DIRECTION:
Count the lines in the data below that contain the string "segment", with case counting. Reply with the number alone.
-- Start RECORDS PROVIDED --
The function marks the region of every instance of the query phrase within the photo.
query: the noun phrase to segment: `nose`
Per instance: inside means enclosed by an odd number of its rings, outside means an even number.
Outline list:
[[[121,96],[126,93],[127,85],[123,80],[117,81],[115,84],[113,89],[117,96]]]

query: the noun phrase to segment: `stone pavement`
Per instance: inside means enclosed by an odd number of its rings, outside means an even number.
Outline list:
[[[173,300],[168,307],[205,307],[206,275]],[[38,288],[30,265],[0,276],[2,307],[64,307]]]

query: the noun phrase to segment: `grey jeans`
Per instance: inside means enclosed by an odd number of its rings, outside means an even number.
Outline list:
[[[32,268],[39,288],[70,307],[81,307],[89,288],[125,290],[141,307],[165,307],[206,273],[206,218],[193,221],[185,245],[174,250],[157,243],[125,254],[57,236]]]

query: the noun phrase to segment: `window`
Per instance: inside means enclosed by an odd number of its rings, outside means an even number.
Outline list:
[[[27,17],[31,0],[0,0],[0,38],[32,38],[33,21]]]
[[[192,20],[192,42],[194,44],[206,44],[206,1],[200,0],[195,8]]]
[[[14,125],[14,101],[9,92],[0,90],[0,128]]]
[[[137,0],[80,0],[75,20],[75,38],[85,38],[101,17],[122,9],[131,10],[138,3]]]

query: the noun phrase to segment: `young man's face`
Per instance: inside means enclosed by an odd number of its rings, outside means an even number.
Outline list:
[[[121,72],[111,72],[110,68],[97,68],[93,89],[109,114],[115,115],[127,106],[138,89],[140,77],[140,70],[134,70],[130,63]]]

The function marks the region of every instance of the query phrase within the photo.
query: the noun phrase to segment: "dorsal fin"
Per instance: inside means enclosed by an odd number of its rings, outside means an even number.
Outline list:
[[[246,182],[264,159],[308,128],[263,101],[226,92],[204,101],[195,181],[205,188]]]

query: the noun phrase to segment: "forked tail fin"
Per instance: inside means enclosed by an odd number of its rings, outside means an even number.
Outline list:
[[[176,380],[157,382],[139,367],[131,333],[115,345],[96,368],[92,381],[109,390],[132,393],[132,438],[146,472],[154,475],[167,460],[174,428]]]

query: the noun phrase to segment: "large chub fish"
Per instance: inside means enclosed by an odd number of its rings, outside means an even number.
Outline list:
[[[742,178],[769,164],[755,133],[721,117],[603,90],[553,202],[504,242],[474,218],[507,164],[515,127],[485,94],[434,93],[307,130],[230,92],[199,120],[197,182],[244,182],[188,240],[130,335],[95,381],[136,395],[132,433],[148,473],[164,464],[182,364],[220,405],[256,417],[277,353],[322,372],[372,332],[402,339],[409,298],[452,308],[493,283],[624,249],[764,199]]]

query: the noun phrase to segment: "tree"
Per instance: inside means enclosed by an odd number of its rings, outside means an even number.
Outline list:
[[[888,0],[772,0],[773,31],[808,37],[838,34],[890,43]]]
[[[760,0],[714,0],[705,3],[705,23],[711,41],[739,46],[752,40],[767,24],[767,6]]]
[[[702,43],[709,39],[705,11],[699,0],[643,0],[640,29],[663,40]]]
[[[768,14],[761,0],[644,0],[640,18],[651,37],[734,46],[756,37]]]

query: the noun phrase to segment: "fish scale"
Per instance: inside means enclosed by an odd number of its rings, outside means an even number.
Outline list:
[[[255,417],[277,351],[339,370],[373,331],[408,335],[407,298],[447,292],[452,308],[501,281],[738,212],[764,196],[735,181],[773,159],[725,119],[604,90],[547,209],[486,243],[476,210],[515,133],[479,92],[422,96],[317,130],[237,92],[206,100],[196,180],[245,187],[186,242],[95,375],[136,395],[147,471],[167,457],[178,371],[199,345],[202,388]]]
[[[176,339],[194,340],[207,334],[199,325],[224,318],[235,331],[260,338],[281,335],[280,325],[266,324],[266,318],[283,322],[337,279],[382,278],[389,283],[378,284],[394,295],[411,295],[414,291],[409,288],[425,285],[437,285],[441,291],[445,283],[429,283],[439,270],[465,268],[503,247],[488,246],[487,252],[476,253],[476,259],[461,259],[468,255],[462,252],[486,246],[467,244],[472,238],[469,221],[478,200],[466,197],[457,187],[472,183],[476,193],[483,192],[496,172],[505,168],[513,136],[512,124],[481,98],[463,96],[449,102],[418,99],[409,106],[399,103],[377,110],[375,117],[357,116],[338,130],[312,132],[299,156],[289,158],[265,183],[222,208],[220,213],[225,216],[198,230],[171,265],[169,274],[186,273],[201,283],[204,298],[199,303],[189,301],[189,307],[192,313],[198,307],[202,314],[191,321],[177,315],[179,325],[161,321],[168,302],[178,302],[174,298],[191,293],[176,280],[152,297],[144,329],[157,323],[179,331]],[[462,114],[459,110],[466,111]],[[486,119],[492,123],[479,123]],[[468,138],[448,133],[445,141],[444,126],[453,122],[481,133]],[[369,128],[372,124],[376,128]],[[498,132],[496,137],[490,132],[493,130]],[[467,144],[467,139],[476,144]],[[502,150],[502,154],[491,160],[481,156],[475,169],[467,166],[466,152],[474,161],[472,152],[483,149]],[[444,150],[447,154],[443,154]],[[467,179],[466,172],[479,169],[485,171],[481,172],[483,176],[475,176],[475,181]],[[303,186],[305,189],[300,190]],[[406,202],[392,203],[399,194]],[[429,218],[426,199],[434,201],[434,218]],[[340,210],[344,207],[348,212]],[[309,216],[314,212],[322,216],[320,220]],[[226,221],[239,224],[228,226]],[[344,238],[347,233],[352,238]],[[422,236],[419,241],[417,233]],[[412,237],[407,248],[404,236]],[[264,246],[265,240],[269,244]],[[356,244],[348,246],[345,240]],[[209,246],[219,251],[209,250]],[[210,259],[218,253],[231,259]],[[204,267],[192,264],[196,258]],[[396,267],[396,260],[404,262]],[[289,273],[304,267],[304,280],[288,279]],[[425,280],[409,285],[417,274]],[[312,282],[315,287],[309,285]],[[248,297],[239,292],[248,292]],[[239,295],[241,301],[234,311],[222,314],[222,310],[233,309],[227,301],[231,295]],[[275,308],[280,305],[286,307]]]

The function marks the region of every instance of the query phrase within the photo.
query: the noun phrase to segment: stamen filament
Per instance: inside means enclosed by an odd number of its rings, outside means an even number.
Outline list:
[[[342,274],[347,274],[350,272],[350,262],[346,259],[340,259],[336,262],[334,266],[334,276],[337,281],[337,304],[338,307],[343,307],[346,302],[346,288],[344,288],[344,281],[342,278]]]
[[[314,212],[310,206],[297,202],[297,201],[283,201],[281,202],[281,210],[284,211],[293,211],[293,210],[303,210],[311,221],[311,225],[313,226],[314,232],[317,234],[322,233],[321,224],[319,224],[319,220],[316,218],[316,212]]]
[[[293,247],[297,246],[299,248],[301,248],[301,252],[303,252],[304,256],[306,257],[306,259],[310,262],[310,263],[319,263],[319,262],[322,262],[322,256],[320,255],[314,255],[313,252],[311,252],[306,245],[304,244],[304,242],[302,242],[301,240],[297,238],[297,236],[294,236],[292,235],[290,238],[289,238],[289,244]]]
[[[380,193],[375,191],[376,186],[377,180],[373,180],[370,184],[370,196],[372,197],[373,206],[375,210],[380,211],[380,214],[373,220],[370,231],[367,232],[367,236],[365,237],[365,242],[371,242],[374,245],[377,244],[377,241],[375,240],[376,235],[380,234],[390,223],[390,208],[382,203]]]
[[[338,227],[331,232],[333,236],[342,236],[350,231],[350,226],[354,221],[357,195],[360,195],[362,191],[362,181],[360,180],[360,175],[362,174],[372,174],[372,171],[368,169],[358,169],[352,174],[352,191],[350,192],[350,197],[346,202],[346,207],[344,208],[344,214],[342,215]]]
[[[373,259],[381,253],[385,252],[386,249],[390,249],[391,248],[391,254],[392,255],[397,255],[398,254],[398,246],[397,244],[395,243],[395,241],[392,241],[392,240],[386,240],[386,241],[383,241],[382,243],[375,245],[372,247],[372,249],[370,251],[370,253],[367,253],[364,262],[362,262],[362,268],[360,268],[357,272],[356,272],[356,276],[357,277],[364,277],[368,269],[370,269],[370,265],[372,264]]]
-- End RECORDS PROVIDED --
CORRECT RESPONSE:
11